> What the exercise asks
Each line of the records below that includes "beige" adds one to the count; state the final count by itself.

Dataset entries:
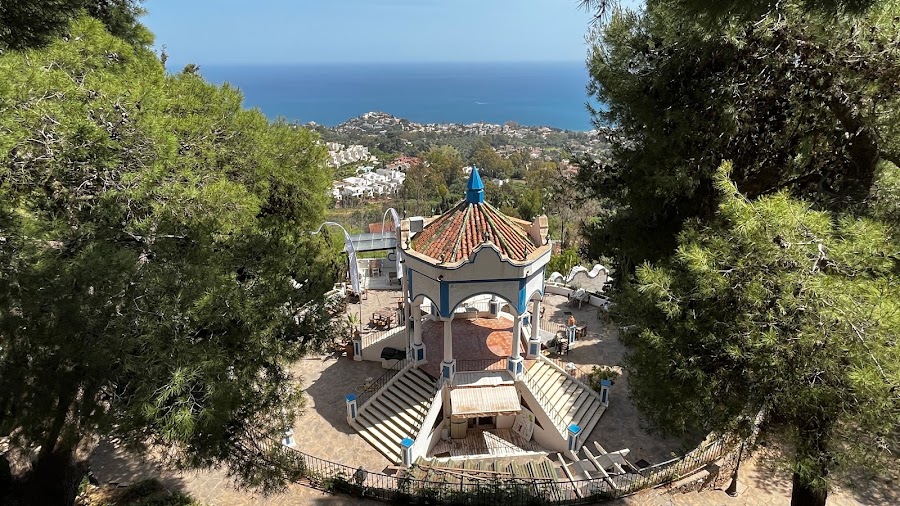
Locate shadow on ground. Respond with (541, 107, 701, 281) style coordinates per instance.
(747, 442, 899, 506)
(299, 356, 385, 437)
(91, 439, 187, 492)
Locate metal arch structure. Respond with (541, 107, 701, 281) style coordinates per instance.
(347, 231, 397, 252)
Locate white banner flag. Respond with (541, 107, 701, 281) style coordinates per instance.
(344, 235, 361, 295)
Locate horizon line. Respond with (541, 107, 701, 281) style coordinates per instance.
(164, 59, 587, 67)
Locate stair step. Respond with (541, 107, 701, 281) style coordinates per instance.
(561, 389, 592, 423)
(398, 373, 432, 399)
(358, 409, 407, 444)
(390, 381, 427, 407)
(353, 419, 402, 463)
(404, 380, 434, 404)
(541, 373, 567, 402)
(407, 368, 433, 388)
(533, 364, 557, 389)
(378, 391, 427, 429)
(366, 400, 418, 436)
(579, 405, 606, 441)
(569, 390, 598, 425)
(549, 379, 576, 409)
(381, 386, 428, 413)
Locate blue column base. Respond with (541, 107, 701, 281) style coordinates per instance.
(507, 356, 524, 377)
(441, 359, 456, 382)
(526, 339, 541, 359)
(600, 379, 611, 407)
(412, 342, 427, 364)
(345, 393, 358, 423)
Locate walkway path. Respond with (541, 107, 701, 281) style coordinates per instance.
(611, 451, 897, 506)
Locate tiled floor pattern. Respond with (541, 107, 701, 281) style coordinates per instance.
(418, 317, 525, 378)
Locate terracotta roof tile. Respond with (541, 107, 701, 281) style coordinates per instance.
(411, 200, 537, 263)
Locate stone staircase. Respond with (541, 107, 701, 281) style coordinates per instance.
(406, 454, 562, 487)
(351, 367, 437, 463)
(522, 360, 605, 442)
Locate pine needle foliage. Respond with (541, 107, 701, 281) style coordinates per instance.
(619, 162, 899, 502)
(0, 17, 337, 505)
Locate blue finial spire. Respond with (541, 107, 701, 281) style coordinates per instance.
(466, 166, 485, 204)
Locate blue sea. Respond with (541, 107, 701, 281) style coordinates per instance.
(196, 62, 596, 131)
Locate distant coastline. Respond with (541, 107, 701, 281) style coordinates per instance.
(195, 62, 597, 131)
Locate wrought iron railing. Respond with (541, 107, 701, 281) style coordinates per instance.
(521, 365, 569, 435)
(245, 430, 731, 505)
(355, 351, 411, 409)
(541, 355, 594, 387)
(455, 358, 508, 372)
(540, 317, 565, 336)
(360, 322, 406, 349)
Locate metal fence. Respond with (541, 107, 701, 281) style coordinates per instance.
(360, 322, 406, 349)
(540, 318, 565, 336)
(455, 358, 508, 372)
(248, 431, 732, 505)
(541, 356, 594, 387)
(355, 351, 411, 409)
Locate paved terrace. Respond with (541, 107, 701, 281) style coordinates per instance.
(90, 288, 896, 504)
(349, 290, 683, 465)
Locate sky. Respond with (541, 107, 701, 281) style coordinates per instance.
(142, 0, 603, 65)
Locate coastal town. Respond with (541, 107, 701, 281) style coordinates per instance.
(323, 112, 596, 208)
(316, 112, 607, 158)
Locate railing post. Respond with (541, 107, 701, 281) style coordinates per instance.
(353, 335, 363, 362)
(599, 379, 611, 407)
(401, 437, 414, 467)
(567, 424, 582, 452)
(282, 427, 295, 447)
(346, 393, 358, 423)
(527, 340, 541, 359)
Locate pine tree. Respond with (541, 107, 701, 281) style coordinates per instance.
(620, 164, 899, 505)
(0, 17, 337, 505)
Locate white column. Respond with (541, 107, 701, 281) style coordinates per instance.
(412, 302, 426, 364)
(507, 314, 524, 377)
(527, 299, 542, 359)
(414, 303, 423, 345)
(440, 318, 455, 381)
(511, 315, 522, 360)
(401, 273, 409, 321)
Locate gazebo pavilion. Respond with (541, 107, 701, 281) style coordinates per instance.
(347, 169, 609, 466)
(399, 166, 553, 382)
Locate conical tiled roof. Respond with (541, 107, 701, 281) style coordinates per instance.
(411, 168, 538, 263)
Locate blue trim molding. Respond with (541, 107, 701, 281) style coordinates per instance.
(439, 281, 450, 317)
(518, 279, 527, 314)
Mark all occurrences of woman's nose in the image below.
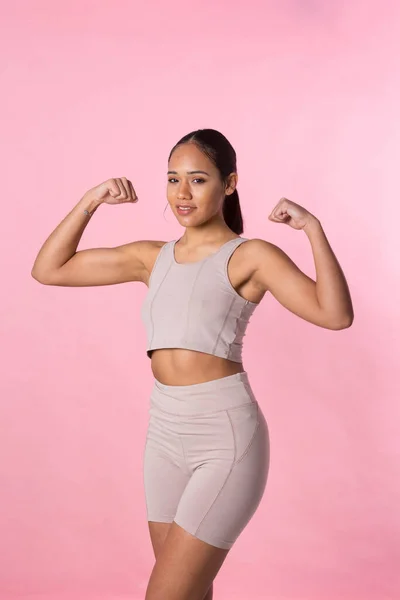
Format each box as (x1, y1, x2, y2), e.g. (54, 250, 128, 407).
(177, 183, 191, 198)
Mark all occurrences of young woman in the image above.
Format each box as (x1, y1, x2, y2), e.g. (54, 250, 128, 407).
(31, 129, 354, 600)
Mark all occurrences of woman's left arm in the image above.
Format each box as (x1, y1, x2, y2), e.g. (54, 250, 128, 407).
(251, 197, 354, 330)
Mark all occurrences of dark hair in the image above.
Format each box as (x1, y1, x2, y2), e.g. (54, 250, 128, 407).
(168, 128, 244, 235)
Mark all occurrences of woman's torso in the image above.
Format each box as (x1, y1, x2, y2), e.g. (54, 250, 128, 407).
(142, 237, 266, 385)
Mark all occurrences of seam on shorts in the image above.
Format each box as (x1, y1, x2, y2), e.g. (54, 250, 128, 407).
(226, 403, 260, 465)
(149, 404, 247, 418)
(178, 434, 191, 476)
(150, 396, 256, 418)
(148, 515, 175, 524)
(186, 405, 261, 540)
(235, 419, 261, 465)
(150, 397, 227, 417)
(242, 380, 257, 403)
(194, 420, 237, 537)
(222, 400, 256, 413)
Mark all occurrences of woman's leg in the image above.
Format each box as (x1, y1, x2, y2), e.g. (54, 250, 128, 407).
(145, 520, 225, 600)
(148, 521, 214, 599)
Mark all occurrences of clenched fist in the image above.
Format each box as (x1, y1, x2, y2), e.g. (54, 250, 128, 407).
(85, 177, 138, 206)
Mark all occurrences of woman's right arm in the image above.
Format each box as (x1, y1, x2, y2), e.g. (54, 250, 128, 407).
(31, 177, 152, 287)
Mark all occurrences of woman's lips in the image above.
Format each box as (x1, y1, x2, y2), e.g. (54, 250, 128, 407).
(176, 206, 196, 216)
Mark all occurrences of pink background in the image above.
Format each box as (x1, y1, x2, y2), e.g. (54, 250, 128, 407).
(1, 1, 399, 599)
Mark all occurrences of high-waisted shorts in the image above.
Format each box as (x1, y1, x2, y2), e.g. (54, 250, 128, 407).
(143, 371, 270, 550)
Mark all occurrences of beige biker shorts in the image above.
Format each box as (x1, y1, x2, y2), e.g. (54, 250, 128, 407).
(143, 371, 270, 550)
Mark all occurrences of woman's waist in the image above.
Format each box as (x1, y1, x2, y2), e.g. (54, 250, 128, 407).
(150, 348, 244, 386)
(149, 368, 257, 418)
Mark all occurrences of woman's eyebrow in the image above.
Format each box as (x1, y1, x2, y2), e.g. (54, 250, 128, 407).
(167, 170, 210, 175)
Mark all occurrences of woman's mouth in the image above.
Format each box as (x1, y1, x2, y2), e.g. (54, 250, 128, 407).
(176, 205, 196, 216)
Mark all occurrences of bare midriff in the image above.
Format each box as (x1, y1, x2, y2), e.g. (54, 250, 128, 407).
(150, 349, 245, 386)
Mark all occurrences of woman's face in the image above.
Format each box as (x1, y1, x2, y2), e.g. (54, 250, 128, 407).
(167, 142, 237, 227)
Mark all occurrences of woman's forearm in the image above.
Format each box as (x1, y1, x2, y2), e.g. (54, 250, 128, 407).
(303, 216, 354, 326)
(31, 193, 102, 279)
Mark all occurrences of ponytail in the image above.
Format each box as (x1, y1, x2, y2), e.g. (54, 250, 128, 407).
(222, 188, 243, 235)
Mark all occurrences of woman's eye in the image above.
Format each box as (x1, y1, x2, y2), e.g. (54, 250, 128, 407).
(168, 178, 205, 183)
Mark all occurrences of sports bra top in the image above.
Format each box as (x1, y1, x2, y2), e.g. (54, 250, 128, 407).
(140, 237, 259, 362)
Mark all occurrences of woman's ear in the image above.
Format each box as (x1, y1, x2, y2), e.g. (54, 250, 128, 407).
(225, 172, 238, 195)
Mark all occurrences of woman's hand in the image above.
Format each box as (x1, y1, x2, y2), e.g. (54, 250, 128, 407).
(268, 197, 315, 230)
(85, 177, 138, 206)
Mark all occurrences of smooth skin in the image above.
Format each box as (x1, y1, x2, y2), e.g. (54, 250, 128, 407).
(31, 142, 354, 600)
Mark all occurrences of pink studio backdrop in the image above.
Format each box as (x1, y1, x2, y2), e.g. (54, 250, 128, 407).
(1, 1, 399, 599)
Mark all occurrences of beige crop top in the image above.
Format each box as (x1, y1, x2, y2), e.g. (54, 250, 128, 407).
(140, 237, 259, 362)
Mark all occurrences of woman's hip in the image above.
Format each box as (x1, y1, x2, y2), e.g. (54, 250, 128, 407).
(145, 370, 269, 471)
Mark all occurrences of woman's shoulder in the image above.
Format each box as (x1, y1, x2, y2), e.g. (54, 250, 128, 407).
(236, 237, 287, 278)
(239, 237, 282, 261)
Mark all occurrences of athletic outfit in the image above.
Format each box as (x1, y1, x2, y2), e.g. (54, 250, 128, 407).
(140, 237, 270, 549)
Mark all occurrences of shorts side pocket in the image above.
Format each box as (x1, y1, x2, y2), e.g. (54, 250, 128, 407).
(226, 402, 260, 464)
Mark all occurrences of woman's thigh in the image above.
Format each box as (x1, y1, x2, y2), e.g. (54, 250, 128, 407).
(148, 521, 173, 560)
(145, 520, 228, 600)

> Answer to this task
2